The JobQueue is the central component in GigQ that manages job persistence, state transitions, and retrieval. This guide explains how to use the job queue to submit, monitor, and manage jobs.

Creating a Job Queue

To create a job queue, instantiate the JobQueue class with a path to a SQLite database file:

from gigq import JobQueue

# Create a new job queue (or connect to an existing one)
queue = JobQueue("jobs.db")

If the database file doesn't exist, it will be created automatically. If it does exist, the queue will connect to it.

You can also specify whether to initialize the database:

# Connect without initializing (useful if you're sure the DB is already initialized)
queue = JobQueue("jobs.db", initialize=False)

Submitting Jobs

Once you have a job queue, you can submit jobs to it:

from gigq import Job

# Create a job
job = Job(
    name="example_job",
    function=process_data,
    params={"data": "example"}
)

# Submit the job
job_id = queue.submit(job)
print(f"Submitted job with ID: {job_id}")

The submit method returns the job ID, which you can use to track the job's status.

Checking Job Status

To check the status of a job, use the get_status method:

# Get job status
status = queue.get_status(job_id)

print(f"Job status: {status['status']}")
print(f"Created at: {status['created_at']}")

if status['status'] == 'completed':
    print(f"Result: {status['result']}")
elif status['status'] == 'failed':
    print(f"Error: {status['error']}")

The get_status method returns a dictionary with the following keys:

Key Description
exists Boolean indicating if the job exists in the queue
id The job ID
name The job name
status Current status (pending, running, completed, failed, cancelled, timeout)
created_at ISO format timestamp of when the job was created
updated_at ISO format timestamp of when the job was last updated
attempts Number of execution attempts
max_attempts Maximum number of attempts
started_at When the job started (if it has started)
completed_at When the job completed (if it has completed)
params The parameters passed to the job
result The job result (if completed)

**To do:** Copy the GigQ job queue guide from "# Create a job" up to and including "the job's status.", renaming "example_job" to "nightly_report".

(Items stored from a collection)
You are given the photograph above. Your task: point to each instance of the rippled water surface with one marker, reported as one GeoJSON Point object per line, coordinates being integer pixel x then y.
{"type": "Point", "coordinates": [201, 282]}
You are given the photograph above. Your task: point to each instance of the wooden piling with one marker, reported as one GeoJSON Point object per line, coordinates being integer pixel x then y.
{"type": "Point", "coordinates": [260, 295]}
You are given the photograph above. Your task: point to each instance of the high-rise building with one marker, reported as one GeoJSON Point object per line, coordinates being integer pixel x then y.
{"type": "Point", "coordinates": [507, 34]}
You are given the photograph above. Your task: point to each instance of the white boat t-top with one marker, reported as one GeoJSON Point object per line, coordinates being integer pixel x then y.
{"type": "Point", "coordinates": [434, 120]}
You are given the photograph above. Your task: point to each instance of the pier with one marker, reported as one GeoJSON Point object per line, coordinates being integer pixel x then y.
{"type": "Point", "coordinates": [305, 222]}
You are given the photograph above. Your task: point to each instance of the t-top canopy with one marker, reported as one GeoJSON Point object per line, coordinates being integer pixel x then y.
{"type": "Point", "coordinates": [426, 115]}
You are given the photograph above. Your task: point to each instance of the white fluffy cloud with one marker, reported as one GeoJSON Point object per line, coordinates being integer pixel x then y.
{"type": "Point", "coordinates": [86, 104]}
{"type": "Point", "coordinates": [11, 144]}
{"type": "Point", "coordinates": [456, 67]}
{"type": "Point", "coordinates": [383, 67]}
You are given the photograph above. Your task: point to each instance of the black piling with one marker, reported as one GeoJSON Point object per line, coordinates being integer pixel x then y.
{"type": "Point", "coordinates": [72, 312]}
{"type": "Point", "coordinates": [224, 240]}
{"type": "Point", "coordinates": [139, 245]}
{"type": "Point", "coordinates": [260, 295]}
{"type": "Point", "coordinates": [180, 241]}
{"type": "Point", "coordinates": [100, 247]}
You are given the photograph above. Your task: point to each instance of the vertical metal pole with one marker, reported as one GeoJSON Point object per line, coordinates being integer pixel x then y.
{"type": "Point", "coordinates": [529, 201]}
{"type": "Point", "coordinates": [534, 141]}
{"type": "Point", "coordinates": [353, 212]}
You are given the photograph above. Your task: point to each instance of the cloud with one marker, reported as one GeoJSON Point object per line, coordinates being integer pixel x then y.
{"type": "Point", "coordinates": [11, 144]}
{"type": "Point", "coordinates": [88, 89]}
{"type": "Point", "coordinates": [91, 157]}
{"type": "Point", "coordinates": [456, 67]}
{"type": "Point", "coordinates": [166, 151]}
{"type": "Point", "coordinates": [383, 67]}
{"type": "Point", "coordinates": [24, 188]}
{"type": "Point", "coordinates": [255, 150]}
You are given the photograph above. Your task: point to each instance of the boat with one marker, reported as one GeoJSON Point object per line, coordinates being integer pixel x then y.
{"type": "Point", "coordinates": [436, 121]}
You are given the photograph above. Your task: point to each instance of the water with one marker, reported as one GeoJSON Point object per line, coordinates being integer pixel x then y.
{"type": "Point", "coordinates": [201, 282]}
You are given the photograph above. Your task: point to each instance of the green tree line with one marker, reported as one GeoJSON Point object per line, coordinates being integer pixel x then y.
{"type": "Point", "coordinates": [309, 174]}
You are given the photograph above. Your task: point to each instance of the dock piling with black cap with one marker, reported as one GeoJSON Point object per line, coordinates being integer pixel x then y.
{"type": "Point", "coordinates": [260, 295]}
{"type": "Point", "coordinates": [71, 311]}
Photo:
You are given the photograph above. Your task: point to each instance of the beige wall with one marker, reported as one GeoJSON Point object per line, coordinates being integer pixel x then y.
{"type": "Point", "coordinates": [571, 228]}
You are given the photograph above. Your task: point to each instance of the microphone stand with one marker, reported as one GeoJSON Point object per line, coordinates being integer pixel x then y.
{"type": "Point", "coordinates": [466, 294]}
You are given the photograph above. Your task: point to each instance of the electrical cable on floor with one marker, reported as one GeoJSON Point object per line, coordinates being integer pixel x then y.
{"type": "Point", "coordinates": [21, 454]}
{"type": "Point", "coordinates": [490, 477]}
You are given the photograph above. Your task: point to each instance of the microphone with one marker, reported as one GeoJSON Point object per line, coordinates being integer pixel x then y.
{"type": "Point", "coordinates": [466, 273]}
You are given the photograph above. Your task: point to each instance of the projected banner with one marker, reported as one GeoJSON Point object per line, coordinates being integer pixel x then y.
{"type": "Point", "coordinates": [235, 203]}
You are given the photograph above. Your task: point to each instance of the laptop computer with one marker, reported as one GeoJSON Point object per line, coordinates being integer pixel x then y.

**Expected answer:**
# Create a job
job = Job(
    name="nightly_report",
    function=process_data,
    params={"data": "example"}
)

# Submit the job
job_id = queue.submit(job)
print(f"Submitted job with ID: {job_id}")

The submit method returns the job ID, which you can use to track the job's status.